Provided text:
In the winter of 1927, Lawrence and his men were stranded by a blizzard in Yank-ton, South Dakota, unable to get through to the next town where they had a booking. The next morning, Lawrence learned that a new station, WNAX, was about to begin broadcasting that very day.

In a flash, Welk was auditioning with his accordion. The station owner was so impressed he invited the orchestra to play for the first day of programming. They were paid $15 for the week. This booking lasted three years and was the Welk band's first venture into the media.

Through the years that followed, the bookings improved and so did the band. They played all the East Coast ballrooms providing big band music for a dance-crazy nation. They played the Edgewater Beach Hotel in Chicago, the famed Roosevelt Hotel in New York, and finally the beautiful Aragon and Trianon twin ballrooms in Chicago.

The term "Champagne Music" was born in the William Penn Hotel in Pittsburgh. The orchestra was broadcasting three times a day, coast to coast, on Station WCAE.

"The nation heard about us for the first time and a lot of letters would come in. One fan wrote in saying that the music was different from any he had heard and it reminded him of champagne, it had such a bubbly effect."

When Welk adopted the "Champagne Music" slogan, he also took a song he had written, turned the whole notes into eighth notes and it became his theme, "Bubbles in Wine." In 1939, the famous machine that still floats bubbles across the stage made its debut in the Chicago Theatre.

The leap into television came in 1950 while the Champagne Music Makers were still playing the Aragon Ballroom in Pacific Ocean Park. KTLA, a local television station, had a continuing telecasting contract with the ballroom and Lawrence "inherited" a Saturday evening TV program telecast from the Aragon. Within weeks, KTLA's ratings leaped beyond any yet scored and for several years, few, if any, TV advertisers would buy time against Lawrence's six to seven Saturday time slot.

In 1953, the Lawrence Welk show was signed for a 13-week summer replacement by the Dodge Dealers of Southern California. Within weeks, he was signed for a year, and by July, 1955, the Lawrence Welk Show was being broadcast nationally via ABC.

There's a story circulating that when Lawrence Welk is heard to purr his familiar "wunnerful! wunnerful!" and "ah-one, ah-two, ah-three . . ." he's actually just counting his millions. The boy-and-his-accordion has become an enormous musical corporation that owns real estate, enterprises and 58 music publishing houses with copyrights to thousands of songs such as "Smoke Gets In Your Eyes" and all the works of Jerome Kern.

Provided records:
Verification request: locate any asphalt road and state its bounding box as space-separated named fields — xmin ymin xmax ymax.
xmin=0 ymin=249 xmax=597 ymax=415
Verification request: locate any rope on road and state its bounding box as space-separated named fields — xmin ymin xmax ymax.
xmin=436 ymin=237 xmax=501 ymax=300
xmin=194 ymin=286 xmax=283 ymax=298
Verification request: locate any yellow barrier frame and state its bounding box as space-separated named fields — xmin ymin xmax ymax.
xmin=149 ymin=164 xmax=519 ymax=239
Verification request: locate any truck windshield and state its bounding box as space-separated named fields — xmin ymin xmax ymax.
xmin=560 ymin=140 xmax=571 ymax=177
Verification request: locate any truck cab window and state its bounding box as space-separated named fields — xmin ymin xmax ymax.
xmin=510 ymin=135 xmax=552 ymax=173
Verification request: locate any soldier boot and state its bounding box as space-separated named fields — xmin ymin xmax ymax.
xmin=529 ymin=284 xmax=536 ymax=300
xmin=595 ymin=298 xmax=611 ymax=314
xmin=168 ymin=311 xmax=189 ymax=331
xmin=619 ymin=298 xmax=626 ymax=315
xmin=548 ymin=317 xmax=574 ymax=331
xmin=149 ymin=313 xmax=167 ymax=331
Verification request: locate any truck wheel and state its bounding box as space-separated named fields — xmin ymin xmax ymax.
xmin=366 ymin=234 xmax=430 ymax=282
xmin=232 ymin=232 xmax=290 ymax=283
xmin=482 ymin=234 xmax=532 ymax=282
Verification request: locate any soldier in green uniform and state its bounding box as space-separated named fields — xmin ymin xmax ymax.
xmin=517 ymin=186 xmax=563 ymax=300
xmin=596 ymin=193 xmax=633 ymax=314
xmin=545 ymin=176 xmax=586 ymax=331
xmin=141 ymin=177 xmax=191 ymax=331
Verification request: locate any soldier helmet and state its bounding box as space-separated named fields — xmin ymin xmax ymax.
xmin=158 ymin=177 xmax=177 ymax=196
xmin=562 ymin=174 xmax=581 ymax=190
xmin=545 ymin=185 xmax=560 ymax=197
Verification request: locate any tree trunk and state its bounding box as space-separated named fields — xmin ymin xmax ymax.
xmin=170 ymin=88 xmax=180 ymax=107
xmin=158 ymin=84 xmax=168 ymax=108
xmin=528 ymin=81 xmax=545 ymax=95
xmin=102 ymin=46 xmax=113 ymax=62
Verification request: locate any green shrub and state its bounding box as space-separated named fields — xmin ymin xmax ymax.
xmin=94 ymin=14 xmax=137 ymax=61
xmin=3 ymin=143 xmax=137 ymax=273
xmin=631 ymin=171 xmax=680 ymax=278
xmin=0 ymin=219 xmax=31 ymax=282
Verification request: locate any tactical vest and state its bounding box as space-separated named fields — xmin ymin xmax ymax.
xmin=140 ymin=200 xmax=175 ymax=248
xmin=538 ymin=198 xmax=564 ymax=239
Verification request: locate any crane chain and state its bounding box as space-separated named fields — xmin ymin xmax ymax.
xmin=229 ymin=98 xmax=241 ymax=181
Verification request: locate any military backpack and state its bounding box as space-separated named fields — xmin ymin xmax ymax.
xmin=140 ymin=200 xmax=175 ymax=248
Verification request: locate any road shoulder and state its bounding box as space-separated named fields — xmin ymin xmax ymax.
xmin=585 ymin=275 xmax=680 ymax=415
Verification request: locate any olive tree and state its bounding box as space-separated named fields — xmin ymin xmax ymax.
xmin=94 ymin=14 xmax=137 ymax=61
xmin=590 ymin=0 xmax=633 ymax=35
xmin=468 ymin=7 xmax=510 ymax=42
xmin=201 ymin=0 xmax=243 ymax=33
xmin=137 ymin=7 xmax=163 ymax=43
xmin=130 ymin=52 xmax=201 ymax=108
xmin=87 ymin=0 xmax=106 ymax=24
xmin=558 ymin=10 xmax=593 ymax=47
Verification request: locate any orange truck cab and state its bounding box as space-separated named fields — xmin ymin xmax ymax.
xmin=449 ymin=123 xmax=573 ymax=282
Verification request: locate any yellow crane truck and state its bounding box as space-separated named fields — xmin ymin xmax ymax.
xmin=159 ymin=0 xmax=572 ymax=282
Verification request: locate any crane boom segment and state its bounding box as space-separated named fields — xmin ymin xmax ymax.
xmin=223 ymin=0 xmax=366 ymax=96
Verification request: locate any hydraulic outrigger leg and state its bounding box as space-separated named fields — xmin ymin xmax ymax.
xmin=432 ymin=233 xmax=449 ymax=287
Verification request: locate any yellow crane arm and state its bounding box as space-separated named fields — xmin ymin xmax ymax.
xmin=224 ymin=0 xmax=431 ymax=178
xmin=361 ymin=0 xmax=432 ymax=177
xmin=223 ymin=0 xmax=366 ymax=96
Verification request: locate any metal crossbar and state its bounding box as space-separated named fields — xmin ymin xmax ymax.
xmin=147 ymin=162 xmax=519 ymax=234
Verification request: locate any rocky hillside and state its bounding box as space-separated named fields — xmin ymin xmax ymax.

What is needed: Continue the account of Lawrence Welk's career from its final sentence, about his musical corporation and its song copyrights.

Answer below:
Intrinsic to this corporation is a system whereby members of the musical family share the profits of all the financial ventures.

"I have a great belief that you treat people as if they belong to a family. Ours is a family type organization. A musical family. I am the father and they are my children. I take care of them financially."

Back in his hometown of Strasburg, they still love him. They've named a dam after him, a swimming pool and a park, and, reportedly, a photograph of Lawrence hangs in the Post Office along with the President's.

Welk now lives in Santa Monica with a holiday home in Palm Springs that he, his wife, Fern, their children and grandchildren and friends enjoy. Lawrence regrets that he can't spend more time in Palm Springs, basking in the sun and playing golf.

Golf is a Johnny-come-lately passion with him, but he plays the Bob Hope Desert Classic each year and he's dedicated one show this year to Bob Hope. Golf, perhaps, is also one of the reasons he maintains a remarkable vitality and enormous drive at a time in life when many people are grinding to an amble.

His daily schedule would stop someone many years younger. He wakes up at 4 or 4:30 and has a good workout in his heated swimming pool. After this, he knocks off a bucket of balls on the driving range and relaxes with a nourishing, healthful breakfast. He's into work at 7:30, usually before anyone else. His energy level is quite amazing.

Zukowski never got a chance to test this energy level with a hearty polka but when it came time to say "goodbye and thanks for the interview …" someone on the set was crooning "Thanks for the Memory." The Champagne Dance King swept me around the dressing room floor like a veritable Strauss — and ladies, there is no question about it, the man dances … DIVINELY.